__Problem__
Format each line of the material below as a row in a Markdown table with the columns "Row" and "Line," skipping blank lines. Leave the pictures out of the table.

Entries pointing to labeled objects:
════════════════════

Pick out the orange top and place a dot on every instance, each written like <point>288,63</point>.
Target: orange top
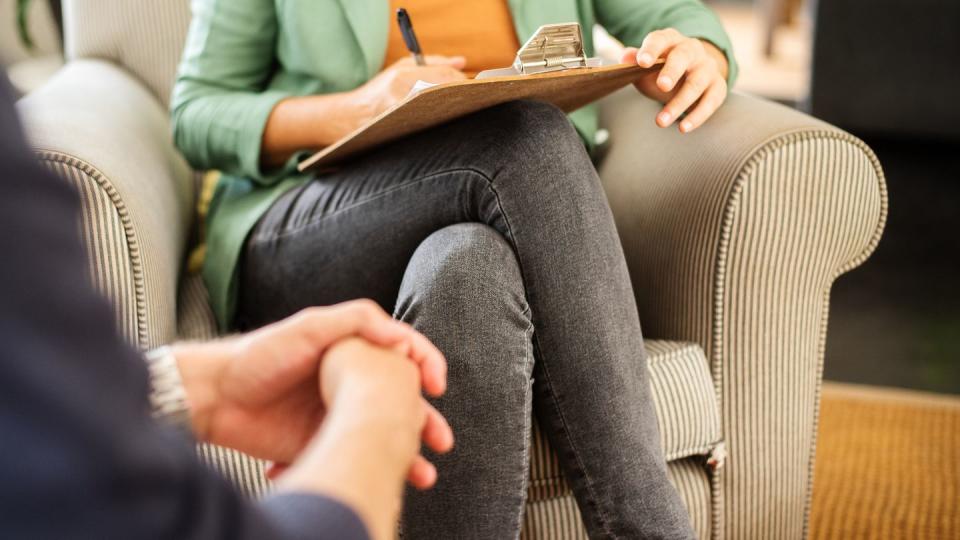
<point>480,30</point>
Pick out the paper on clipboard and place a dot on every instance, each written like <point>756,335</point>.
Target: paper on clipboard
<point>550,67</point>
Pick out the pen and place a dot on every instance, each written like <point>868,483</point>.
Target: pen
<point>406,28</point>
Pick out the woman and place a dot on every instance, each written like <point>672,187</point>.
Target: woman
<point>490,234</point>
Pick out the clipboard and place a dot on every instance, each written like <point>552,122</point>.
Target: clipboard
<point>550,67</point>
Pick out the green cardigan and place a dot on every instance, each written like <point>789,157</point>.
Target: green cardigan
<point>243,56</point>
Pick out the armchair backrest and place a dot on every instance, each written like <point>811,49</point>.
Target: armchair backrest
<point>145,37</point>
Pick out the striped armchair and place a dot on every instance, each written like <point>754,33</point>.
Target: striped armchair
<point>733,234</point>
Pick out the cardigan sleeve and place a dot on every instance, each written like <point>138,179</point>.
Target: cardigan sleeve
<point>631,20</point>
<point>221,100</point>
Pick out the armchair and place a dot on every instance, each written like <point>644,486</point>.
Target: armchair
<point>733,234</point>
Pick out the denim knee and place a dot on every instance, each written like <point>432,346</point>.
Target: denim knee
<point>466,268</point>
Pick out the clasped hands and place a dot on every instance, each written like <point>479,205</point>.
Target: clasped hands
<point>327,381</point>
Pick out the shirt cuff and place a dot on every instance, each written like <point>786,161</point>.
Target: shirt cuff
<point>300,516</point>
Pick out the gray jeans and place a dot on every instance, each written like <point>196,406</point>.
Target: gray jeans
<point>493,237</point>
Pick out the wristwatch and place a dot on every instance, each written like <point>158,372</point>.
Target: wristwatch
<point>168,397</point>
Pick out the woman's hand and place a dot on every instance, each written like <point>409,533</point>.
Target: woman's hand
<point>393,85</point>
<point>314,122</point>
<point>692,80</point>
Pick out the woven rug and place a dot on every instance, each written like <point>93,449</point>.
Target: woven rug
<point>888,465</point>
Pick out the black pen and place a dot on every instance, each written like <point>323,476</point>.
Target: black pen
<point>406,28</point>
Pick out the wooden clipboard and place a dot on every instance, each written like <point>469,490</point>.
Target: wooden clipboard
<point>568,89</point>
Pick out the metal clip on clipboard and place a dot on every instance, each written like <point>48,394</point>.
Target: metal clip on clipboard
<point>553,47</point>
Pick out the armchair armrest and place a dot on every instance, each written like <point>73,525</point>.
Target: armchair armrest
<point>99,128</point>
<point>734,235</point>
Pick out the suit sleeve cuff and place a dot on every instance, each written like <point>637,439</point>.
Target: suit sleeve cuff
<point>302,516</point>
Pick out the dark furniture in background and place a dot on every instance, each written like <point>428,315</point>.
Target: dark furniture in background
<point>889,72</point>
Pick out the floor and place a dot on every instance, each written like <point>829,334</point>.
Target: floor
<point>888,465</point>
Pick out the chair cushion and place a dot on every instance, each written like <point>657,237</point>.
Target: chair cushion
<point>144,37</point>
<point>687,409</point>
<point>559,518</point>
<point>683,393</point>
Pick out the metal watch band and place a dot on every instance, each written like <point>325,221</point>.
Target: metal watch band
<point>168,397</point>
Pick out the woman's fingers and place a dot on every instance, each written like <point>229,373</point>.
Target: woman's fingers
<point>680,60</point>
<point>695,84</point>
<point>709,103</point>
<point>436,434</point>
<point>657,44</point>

════════════════════

__Output of the task__
| Row | Line |
|---|---|
| 1 | Pick out the orange top and place a dot on every instance, each written like <point>288,63</point>. |
| 2 | Target: orange top |
| 3 | <point>480,30</point> |
| 4 | Pick out the paper on clipboard and place a dot on every instance, each written like <point>756,335</point>. |
| 5 | Target: paper on clipboard |
| 6 | <point>550,67</point> |
| 7 | Pick out the pen and place a dot on every instance, each written like <point>868,483</point>. |
| 8 | Target: pen |
| 9 | <point>406,28</point> |
| 10 | Pick out the woman and place a dot on every instance, each written like <point>672,187</point>. |
| 11 | Target: woman |
| 12 | <point>490,234</point> |
| 13 | Pick out the clipboard and place a dot on every instance, each written like <point>552,122</point>. |
| 14 | Target: clipboard |
| 15 | <point>550,67</point> |
| 16 | Pick out the green cardigan and place a dot on every instance, each written like <point>789,157</point>. |
| 17 | Target: green cardigan |
| 18 | <point>243,56</point> |
| 19 | Pick out the armchair backrest and place a dot on every instance, each written like <point>811,49</point>. |
| 20 | Target: armchair backrest |
| 21 | <point>145,37</point> |
| 22 | Pick out the striped armchair and place a dot on every instance, each written like <point>754,33</point>. |
| 23 | Target: striped armchair |
| 24 | <point>733,234</point> |
| 25 | Pick out the cardigan sleeve and place a dot on every instance, each written like <point>138,179</point>. |
| 26 | Target: cardigan sleeve |
| 27 | <point>631,20</point> |
| 28 | <point>221,100</point> |
| 29 | Pick out the armchair and place a dot on every instance, each written like <point>644,486</point>. |
| 30 | Target: armchair |
| 31 | <point>733,234</point> |
| 32 | Pick out the denim knee and place a dot on every instance, each written like <point>432,346</point>. |
| 33 | Target: denim knee |
| 34 | <point>466,268</point> |
| 35 | Pick out the clasped hands and place a dot on every instance, each written like <point>479,205</point>. |
| 36 | Target: clasped hands |
| 37 | <point>327,381</point> |
| 38 | Pick out the shirt cuff and place a dot on every instance, each written like <point>786,161</point>. |
| 39 | Target: shirt cuff |
| 40 | <point>300,516</point> |
| 41 | Pick out the gray jeans and place a dot on every instance, each written like <point>196,406</point>. |
| 42 | Target: gray jeans |
| 43 | <point>493,237</point> |
| 44 | Pick out the wristwatch and place a dot on every instance, each written like <point>158,372</point>. |
| 45 | Target: wristwatch |
| 46 | <point>168,397</point> |
| 47 | Pick out the woman's hand and place a dot on every instance, each written like <point>409,533</point>. |
| 48 | Target: woman's hand |
| 49 | <point>393,85</point> |
| 50 | <point>314,122</point> |
| 51 | <point>692,80</point> |
| 52 | Pick out the woven rug and place a dot on every instance, each written like <point>93,449</point>. |
| 53 | Target: woven rug |
| 54 | <point>888,465</point> |
| 55 | Pick out the black pen and place a dot on every instance, each written like <point>323,476</point>. |
| 56 | Target: black pen |
| 57 | <point>406,28</point> |
| 58 | Pick out the wooden clipboard and place a dot on every instance, each written like <point>469,490</point>. |
| 59 | Target: wooden clipboard |
| 60 | <point>568,89</point> |
| 61 | Pick out the metal clip on clipboard and place a dot on every instance, each written like <point>48,394</point>. |
| 62 | Target: metal clip on clipboard |
| 63 | <point>553,47</point> |
| 64 | Pick out the armchair armrest and place a dot on every instance, each written like <point>73,525</point>. |
| 65 | Target: armchair armrest |
| 66 | <point>99,128</point> |
| 67 | <point>734,235</point> |
| 68 | Pick out the suit sleeve cuff and place a dot on every instance, each written like <point>637,439</point>. |
| 69 | Target: suit sleeve cuff |
| 70 | <point>302,516</point> |
| 71 | Pick out the dark furniture in background and place a dot on every instance, each written like <point>428,315</point>. |
| 72 | Target: dark furniture in background |
| 73 | <point>889,72</point> |
| 74 | Pick out the floor and place a dot on every instance, each written like <point>829,334</point>. |
| 75 | Target: floor |
| 76 | <point>888,465</point> |
| 77 | Pick out the chair cushion and place a dot on every instance, each written like <point>657,237</point>. |
| 78 | Target: chair cushion |
| 79 | <point>144,37</point> |
| 80 | <point>687,409</point> |
| 81 | <point>559,518</point> |
| 82 | <point>683,393</point> |
| 83 | Pick out the metal watch band and place a dot on every instance, each written like <point>325,221</point>. |
| 84 | Target: metal watch band |
| 85 | <point>168,397</point> |
| 86 | Pick out the woman's fingers and place a dot on every instance, each written like <point>229,373</point>. |
| 87 | Target: woman's fingers |
| 88 | <point>680,60</point> |
| 89 | <point>695,84</point> |
| 90 | <point>709,103</point> |
| 91 | <point>436,434</point> |
| 92 | <point>657,44</point> |